AIM OF THE TASK -
Write out every line below that includes the word "formatted".

::: MATERIAL FOR THIS EXERCISE

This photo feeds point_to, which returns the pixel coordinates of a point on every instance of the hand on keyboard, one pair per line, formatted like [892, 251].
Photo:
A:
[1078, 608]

::::::
::: MATERIAL FOR THIS EXERCISE

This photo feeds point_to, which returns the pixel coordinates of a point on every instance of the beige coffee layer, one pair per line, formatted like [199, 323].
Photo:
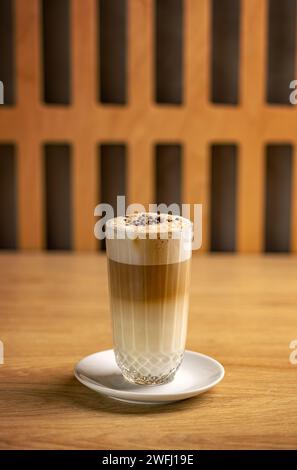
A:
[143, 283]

::::::

EXERCISE OUTPUT -
This photo feeds point_to, which returns the pixel coordinates of a point on every instance of the hand on keyboard, one pair per line, formatted like [892, 251].
This photo feeds point_to, which returns the pixel coordinates of a point on every instance of the beige coffee layer, one pair per line, formatted like [199, 323].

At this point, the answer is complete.